- SHORT TASK: Change "paved plaza" to "paved square" in the entries starting at the line that contains "the concrete step" and ending at the end of the entries, and reproduce those lines with nothing else altered.

(Coordinate annotation entries)
•••
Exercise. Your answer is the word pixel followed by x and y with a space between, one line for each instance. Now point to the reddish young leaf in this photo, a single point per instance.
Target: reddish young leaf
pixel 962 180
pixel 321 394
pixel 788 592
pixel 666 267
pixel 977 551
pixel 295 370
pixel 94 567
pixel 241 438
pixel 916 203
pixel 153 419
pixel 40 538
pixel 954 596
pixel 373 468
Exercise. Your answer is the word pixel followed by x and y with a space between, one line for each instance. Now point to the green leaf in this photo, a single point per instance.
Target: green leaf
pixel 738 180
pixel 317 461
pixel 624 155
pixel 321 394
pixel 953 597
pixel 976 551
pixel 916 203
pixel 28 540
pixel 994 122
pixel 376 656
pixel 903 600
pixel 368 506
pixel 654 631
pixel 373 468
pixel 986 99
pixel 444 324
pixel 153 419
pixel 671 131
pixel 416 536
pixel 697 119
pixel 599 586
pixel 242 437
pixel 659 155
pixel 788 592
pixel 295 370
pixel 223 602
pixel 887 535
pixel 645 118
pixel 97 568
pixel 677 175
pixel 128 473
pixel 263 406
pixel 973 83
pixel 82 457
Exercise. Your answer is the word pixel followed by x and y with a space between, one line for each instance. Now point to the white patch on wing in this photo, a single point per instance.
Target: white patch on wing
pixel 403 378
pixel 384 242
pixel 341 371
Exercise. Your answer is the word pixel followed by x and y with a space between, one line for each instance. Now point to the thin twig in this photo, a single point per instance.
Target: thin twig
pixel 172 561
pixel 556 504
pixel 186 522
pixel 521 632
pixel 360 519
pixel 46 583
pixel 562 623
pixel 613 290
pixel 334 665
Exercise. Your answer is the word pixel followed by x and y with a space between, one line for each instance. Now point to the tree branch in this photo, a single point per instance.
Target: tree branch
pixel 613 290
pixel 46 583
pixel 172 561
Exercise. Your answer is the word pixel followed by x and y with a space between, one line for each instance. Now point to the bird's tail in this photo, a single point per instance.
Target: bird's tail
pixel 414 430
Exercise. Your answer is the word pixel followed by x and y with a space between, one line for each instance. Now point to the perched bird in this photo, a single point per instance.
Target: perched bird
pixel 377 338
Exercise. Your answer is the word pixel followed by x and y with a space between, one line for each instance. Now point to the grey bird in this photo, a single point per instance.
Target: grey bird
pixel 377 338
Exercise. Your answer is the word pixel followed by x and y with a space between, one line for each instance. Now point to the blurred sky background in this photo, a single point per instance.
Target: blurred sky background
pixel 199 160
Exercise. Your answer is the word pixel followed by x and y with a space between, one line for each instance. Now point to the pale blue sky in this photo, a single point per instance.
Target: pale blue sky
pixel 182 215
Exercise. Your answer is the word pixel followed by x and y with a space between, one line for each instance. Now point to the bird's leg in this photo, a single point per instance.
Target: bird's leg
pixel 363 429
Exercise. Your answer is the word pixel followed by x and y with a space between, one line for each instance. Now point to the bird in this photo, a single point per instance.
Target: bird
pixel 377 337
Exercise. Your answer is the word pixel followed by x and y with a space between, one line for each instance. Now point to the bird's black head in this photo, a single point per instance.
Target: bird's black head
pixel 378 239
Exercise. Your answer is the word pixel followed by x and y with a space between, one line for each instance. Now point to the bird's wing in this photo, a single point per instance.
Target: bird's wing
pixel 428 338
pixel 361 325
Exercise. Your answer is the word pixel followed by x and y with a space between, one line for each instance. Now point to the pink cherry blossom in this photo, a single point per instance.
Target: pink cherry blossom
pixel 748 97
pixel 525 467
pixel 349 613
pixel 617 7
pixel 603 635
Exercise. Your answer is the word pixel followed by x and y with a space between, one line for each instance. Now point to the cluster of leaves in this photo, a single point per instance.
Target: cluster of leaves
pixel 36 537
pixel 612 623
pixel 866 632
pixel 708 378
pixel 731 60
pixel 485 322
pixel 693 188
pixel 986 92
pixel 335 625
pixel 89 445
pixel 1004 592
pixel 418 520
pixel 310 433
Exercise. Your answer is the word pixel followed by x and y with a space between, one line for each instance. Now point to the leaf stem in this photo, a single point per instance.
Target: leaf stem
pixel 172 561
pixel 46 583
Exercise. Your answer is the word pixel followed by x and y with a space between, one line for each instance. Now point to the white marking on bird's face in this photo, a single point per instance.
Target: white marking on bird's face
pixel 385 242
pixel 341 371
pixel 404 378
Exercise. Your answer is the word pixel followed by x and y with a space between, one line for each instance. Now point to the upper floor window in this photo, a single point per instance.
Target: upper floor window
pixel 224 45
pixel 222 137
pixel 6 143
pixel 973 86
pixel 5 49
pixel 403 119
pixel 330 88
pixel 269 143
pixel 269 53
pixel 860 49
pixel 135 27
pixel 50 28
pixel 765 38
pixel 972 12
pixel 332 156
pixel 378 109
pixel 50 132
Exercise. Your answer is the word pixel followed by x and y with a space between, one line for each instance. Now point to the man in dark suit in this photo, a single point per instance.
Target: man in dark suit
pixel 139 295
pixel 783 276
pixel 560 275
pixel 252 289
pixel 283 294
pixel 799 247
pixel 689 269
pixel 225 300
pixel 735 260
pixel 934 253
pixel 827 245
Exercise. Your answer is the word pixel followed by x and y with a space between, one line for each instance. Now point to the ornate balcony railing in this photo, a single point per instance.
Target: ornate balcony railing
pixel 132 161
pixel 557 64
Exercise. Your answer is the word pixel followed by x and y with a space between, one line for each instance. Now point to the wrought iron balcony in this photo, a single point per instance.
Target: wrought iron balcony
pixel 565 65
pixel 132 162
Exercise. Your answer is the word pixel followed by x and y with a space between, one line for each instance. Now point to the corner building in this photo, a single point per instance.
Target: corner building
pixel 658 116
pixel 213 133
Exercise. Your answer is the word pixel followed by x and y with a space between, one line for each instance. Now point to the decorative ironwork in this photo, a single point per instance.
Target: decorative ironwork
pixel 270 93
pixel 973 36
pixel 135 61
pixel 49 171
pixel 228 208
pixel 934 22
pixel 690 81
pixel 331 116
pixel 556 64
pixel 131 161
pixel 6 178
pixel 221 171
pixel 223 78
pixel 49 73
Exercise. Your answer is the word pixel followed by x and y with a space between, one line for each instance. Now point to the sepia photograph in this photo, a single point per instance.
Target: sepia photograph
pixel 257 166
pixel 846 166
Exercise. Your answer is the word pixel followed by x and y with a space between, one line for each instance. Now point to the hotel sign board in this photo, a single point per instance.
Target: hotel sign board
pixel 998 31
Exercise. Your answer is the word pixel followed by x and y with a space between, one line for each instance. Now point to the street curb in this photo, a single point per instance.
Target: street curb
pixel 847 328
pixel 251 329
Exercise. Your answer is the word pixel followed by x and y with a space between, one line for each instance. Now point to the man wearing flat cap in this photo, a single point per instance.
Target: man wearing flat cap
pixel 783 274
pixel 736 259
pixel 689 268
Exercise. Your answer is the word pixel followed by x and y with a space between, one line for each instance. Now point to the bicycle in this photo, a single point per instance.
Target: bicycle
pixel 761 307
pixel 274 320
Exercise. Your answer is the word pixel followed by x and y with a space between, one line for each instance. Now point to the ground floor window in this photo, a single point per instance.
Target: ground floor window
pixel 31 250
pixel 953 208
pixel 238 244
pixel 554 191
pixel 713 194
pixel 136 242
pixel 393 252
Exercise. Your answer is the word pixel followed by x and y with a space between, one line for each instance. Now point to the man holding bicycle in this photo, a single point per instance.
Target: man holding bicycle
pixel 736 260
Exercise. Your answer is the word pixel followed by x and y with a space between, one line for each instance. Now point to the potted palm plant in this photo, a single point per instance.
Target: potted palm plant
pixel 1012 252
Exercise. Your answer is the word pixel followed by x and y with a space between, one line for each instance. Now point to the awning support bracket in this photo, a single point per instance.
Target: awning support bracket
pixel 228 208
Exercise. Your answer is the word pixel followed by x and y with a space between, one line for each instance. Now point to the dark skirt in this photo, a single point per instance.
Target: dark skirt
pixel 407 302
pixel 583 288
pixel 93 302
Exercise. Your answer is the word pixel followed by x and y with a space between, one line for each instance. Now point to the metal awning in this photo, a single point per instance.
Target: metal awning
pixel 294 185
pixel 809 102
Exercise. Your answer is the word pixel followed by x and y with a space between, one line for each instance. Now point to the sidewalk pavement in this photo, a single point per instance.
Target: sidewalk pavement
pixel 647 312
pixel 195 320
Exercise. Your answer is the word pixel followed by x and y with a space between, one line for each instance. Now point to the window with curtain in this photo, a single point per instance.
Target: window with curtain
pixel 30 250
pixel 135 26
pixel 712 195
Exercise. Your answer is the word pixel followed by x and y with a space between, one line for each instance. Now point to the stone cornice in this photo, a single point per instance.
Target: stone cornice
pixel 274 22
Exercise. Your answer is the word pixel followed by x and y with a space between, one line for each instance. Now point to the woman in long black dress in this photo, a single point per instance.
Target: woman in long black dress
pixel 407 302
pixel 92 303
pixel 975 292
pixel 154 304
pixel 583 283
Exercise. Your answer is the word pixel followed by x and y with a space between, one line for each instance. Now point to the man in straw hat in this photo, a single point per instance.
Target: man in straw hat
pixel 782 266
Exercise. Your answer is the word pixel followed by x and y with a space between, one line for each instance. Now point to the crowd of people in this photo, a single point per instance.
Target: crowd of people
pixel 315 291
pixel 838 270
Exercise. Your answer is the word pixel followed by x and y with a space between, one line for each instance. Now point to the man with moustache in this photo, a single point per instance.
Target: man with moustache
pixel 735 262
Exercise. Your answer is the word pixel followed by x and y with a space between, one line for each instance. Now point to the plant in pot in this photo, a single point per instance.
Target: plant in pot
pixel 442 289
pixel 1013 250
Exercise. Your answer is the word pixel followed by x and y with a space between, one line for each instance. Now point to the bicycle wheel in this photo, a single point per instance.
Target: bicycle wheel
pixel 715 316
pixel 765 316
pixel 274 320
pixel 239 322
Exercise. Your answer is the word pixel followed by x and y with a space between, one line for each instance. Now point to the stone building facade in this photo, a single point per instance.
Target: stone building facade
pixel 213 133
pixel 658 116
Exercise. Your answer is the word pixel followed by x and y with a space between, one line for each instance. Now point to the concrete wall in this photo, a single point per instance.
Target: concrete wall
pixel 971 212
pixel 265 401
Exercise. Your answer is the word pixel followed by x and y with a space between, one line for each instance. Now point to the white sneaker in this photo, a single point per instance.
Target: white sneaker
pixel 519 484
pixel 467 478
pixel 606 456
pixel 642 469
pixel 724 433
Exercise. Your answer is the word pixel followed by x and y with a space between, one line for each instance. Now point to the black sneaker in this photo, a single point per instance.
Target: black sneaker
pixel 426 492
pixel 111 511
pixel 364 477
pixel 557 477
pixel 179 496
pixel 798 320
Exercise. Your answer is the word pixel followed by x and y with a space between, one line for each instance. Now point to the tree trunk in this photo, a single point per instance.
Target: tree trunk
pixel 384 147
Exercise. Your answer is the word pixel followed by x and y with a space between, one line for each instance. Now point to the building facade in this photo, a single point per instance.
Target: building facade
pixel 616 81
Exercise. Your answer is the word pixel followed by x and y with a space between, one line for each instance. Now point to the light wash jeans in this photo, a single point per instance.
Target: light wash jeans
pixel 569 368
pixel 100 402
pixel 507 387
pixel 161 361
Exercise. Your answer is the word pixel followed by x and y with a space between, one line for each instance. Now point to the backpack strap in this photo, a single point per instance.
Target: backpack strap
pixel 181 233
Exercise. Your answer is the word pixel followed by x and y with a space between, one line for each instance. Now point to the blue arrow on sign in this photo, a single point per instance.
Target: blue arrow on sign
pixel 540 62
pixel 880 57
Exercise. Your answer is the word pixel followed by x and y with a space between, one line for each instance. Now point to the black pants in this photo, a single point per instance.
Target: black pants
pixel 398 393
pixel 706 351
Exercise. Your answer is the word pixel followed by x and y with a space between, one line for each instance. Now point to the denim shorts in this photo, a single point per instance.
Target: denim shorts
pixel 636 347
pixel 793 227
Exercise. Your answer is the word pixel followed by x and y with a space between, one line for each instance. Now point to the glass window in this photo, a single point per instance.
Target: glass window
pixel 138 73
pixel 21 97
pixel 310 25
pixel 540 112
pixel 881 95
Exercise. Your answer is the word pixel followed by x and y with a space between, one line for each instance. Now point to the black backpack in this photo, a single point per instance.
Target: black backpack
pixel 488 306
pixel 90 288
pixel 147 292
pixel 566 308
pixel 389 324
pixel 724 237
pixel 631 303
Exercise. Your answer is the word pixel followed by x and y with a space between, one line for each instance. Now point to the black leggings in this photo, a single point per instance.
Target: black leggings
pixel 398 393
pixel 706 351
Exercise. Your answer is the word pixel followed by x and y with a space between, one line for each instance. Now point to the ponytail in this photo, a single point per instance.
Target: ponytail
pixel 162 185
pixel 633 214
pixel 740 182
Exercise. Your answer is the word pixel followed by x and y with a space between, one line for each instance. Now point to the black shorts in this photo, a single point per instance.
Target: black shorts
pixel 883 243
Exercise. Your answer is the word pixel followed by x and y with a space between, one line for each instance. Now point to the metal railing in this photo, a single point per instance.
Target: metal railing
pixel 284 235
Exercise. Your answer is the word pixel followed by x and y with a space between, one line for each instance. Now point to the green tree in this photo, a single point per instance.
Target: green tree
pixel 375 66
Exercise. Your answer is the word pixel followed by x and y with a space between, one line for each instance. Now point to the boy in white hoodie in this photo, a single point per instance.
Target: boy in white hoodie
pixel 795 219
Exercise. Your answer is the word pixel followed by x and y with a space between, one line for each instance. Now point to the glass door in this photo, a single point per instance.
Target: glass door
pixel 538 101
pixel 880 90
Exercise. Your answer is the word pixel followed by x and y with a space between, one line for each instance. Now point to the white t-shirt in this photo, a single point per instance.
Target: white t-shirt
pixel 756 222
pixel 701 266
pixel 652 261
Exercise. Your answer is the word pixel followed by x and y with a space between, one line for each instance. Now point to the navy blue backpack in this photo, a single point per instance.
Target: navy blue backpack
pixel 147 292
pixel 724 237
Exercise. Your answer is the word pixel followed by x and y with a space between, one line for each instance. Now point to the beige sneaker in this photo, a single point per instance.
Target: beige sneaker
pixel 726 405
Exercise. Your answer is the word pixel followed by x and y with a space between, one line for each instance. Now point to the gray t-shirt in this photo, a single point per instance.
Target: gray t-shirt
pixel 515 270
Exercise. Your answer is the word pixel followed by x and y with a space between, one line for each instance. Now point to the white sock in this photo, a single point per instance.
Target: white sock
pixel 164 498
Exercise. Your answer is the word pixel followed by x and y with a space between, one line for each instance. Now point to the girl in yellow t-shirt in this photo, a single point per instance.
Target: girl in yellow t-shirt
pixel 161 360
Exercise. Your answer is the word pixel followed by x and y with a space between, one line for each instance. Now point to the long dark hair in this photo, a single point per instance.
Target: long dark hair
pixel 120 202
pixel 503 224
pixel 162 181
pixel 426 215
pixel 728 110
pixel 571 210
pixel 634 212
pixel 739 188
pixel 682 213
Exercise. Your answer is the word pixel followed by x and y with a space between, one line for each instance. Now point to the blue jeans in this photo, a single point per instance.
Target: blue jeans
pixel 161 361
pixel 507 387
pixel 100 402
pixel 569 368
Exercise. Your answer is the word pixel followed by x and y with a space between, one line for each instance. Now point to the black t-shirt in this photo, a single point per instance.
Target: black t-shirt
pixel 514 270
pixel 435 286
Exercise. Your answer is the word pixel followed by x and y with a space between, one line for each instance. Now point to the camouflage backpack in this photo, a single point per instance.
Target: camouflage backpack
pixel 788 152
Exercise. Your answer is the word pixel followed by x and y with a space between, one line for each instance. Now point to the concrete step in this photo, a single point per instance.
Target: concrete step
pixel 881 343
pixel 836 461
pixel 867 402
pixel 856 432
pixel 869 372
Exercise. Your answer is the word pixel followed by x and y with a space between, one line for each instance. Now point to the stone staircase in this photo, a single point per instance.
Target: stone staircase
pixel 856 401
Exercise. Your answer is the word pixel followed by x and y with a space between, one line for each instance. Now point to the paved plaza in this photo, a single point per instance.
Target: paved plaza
•••
- RESULT OF THE TASK:
Exercise. Your answer is the word pixel followed by x and y with a space between, one line for each instance. Now point to the concrete step in this photo, a single point per instance.
Target: concrete step
pixel 881 343
pixel 836 461
pixel 867 402
pixel 856 432
pixel 869 372
Exercise. Your answer is the word pixel followed by x and y with a space between, one line for each instance. Now point to the stone staircase in this photo, a single point per instance.
Target: stone staircase
pixel 856 401
Exercise. Your answer is the word pixel followed by x and y with a space between, one line for each instance. Now point to the paved square in this photo, a single point per instance.
Target: paved square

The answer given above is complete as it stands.